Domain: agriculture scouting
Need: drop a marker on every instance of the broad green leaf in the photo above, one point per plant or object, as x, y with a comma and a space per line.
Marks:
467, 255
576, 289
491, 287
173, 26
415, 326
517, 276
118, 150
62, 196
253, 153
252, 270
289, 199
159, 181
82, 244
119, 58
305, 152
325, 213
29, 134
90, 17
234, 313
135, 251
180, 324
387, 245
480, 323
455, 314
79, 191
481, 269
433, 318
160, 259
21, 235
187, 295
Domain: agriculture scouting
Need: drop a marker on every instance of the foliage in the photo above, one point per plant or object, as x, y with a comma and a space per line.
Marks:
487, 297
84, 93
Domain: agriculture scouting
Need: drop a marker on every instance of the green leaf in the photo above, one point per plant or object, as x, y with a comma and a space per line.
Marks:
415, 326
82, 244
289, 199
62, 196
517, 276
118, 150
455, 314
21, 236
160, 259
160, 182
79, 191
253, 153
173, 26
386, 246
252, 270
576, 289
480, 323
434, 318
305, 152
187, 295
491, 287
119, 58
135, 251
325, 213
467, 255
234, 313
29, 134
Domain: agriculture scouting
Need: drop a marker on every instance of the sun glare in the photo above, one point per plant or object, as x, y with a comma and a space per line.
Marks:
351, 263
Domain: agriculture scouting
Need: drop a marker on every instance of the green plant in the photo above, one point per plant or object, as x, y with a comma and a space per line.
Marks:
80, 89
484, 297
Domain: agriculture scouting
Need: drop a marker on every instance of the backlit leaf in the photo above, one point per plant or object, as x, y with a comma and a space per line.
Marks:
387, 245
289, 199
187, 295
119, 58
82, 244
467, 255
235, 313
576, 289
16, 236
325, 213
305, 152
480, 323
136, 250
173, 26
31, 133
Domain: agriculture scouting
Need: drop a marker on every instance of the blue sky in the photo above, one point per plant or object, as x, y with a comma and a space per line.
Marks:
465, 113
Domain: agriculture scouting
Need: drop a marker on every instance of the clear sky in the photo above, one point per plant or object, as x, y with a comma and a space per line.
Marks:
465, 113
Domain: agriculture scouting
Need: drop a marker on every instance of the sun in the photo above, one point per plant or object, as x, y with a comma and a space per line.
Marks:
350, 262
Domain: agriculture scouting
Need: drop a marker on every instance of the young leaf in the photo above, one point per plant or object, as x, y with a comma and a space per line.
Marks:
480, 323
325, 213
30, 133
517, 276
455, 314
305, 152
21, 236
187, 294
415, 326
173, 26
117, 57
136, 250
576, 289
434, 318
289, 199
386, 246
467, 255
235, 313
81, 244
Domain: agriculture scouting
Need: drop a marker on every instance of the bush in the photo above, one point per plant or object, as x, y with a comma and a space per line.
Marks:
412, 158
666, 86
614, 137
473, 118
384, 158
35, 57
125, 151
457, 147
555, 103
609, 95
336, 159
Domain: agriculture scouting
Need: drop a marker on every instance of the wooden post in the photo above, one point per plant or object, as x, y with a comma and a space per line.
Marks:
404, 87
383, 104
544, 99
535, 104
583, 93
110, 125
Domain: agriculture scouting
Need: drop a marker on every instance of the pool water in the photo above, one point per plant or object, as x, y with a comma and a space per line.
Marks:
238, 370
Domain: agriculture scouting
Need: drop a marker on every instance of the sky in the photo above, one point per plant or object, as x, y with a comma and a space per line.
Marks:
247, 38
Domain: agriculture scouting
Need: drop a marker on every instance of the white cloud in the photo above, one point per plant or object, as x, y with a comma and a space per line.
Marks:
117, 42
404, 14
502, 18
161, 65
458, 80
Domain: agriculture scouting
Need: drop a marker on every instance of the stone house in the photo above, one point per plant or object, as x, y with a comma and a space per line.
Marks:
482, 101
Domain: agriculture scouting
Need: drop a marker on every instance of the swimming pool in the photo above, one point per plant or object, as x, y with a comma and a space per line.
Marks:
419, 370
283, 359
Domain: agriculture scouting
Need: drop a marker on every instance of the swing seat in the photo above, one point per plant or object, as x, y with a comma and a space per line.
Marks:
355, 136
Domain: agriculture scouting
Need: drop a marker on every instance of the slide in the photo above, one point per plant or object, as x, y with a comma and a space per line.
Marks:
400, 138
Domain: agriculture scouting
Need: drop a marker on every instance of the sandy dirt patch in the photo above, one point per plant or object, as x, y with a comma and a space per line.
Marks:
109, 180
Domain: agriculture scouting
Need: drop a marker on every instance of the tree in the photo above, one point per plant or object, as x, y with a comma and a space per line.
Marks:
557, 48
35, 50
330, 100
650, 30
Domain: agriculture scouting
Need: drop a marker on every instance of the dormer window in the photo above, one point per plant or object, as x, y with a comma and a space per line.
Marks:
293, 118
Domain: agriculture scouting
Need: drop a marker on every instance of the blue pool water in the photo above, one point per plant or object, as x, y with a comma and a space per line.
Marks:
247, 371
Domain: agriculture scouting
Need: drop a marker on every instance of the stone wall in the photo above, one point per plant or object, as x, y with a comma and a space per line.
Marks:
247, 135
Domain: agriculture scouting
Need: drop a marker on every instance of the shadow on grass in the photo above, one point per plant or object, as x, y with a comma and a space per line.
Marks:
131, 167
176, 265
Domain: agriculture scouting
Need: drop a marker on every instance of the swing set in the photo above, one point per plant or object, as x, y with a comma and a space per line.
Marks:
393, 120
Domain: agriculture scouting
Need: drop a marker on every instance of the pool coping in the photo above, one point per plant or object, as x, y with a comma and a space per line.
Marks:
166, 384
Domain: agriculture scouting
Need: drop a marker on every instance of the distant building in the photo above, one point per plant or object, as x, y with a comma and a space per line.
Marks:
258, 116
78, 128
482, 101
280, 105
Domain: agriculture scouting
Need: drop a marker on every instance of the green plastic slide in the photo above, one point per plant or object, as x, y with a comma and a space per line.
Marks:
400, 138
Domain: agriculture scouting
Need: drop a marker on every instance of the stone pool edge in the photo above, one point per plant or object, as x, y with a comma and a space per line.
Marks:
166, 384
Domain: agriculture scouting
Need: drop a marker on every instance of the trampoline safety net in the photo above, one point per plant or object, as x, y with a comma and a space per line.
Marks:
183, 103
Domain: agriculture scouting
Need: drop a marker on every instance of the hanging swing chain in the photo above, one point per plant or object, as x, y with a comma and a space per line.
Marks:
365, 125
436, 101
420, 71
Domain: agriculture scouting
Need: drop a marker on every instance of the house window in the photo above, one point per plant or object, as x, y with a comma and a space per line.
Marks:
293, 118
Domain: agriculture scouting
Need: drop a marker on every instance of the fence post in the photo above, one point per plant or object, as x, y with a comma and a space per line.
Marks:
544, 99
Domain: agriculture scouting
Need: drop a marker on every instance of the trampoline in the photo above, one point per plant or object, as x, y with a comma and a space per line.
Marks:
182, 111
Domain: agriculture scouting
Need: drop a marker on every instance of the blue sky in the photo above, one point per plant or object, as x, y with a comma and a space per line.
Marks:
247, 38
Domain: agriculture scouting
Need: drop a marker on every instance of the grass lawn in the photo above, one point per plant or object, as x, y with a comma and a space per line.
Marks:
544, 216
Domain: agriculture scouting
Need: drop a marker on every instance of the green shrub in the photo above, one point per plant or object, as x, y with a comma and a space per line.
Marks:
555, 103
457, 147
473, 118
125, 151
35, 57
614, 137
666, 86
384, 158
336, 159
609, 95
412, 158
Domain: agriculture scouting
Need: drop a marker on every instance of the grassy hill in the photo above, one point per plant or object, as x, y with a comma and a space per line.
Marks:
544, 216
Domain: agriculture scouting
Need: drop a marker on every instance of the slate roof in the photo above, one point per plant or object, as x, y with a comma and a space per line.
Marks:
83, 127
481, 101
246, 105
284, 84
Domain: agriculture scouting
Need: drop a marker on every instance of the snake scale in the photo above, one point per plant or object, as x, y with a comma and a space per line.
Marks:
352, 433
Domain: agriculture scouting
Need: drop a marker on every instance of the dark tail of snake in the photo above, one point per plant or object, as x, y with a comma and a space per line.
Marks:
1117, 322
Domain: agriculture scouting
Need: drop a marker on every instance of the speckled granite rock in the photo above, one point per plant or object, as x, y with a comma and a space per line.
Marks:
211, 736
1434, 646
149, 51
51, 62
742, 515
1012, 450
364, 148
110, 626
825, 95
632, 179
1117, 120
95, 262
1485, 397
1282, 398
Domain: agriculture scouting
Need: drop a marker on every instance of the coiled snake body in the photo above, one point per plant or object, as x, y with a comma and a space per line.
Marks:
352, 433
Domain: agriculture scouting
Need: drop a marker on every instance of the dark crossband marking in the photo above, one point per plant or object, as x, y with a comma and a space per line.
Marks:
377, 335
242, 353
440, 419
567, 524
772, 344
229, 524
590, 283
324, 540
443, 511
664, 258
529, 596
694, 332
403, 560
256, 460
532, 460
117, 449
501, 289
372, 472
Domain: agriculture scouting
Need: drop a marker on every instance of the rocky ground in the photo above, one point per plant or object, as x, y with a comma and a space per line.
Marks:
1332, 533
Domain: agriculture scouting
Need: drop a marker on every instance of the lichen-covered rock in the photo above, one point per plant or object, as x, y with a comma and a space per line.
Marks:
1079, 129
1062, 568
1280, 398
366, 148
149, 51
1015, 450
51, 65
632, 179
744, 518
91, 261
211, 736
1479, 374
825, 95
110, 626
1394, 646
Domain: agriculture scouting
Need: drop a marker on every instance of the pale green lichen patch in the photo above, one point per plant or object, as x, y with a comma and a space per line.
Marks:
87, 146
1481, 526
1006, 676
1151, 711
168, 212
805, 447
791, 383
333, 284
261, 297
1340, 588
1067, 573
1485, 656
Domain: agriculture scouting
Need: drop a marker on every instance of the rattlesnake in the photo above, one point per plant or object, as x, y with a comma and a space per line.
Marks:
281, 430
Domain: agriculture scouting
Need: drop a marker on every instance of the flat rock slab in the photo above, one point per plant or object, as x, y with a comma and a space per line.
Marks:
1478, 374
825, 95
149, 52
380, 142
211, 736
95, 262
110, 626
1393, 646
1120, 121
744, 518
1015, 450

--------------------

### What to do
Start at the first line of the material. Reproduce every line exactly, ending with the line that holds "Need: drop a marker on every instance of the green plant".

### Answer to this exercise
Domain: agriculture scouting
Need: drop a marker on every instance of the broad green leaf in the photo above, one point per plant or object, as x, y with a comma and a space per line.
Marks:
467, 255
576, 289
491, 287
173, 26
415, 326
517, 276
118, 150
62, 196
253, 153
252, 270
289, 199
159, 181
82, 244
119, 58
305, 152
325, 213
29, 134
90, 17
234, 313
135, 251
180, 324
387, 245
480, 323
455, 314
79, 191
481, 269
433, 318
160, 259
21, 235
187, 295
Domain: agriculture scouting
Need: drop a marker on every instance of the foliage in the photo above, one point per plant or object, as x, y with a comma and a space per line.
Marks:
487, 297
84, 93
Domain: agriculture scouting
Need: drop a marker on every instance of the green leaf in the photo above, one point per plant or object, as x, y with a comma and a space per line.
Marks:
415, 326
82, 244
289, 199
62, 196
517, 276
118, 150
455, 314
21, 236
160, 259
160, 182
79, 191
253, 153
173, 26
386, 246
252, 270
576, 289
480, 323
434, 318
305, 152
187, 295
491, 287
119, 58
135, 251
325, 213
467, 255
234, 313
29, 134
Domain: agriculture scouting
Need: drop a marker on every instance of the sun glare in the photo above, one point per plant or object, as x, y with a comma and a space per line.
Marks:
351, 263
Domain: agriculture scouting
Need: drop a marker on every instance of the green plant in the photo above, one point per plant or object, as x, y with a comma and a space per line.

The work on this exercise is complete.